>> BEGIN Source records

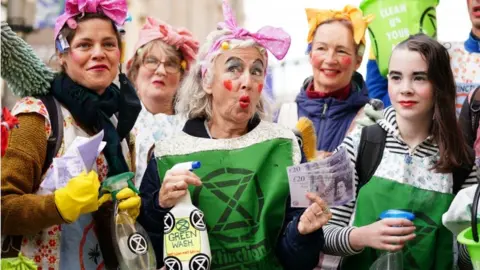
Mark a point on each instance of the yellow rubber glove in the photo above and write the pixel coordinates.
(78, 197)
(129, 201)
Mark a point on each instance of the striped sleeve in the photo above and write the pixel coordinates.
(464, 262)
(337, 231)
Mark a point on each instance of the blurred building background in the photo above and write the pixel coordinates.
(34, 21)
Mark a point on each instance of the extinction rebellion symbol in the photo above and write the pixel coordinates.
(228, 185)
(137, 244)
(172, 263)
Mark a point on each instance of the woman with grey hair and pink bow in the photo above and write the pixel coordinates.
(162, 58)
(242, 184)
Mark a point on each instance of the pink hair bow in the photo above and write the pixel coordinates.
(180, 38)
(116, 10)
(275, 40)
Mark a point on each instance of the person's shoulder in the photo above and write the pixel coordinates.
(30, 104)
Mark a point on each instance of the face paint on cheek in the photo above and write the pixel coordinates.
(346, 60)
(75, 57)
(228, 85)
(260, 87)
(316, 61)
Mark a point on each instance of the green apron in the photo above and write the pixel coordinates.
(422, 192)
(243, 194)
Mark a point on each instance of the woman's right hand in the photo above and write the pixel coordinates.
(175, 185)
(387, 234)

>> END Source records

Directive -> Could you arrange all the data above as a two-column CSV with the columns text and coordinates, giving each instruction one row with its full set of points? Put each value in a single quoted field with line breaks replaced by spaces, and leave the pictures out.

Correct result ->
text,coordinates
"Mark a point on each instance of the yellow rubber glove in the photo above and write the pixel coordinates.","(78, 197) (129, 201)"
"Mark a point on each instance of the striped sleeve in the photo above and write the pixel coordinates.","(464, 262) (337, 231)"
"Mark a point on each instance of the blurred building background in the photo above and write the pixel coordinates.","(34, 21)"
"Mark a point on each instance of the extinction rebellion symbol in the photo above and write the pixel coordinates.","(228, 185) (137, 244) (172, 263)"
"Mark a point on each instance of the woman with grey hair and pink bow in the photo above and write the pixel coordinates.","(162, 58) (242, 184)"
"Mark a point on each instance of the pink hair bow in the photo above and write the pixel coordinates.","(180, 38) (116, 10) (275, 40)"
"Mark a point on each instance of the person's shoulder in the photo above and write the pixel coordinates.","(30, 104)"
"Mark a point on each instance of the face paint on cheek in the photo above and write the pixel coordinates.","(346, 60) (75, 57) (228, 85) (260, 87) (316, 61)"
"Mark a point on each instance of the green apron in the photo above and write the pixel coordinates.","(422, 192) (243, 194)"
"Mark a point on each instance of the woman's right hand in the photo above and write the pixel coordinates.","(175, 185) (387, 234)"